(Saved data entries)
⟨

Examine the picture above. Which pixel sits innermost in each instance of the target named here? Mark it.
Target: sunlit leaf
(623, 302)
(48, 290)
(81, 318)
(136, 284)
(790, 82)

⟩

* **TASK REQUIREMENTS**:
Swap "sunlit leaf" for "shaded leaf" throughout the rows and reproduce them with everything else unchanged.

* **WRITTEN ANSWER**:
Examine the picture above. Which pixel sits innermost in each instance of the target named here? Mark it.
Target: shaded leaf
(623, 302)
(48, 290)
(81, 318)
(136, 284)
(790, 82)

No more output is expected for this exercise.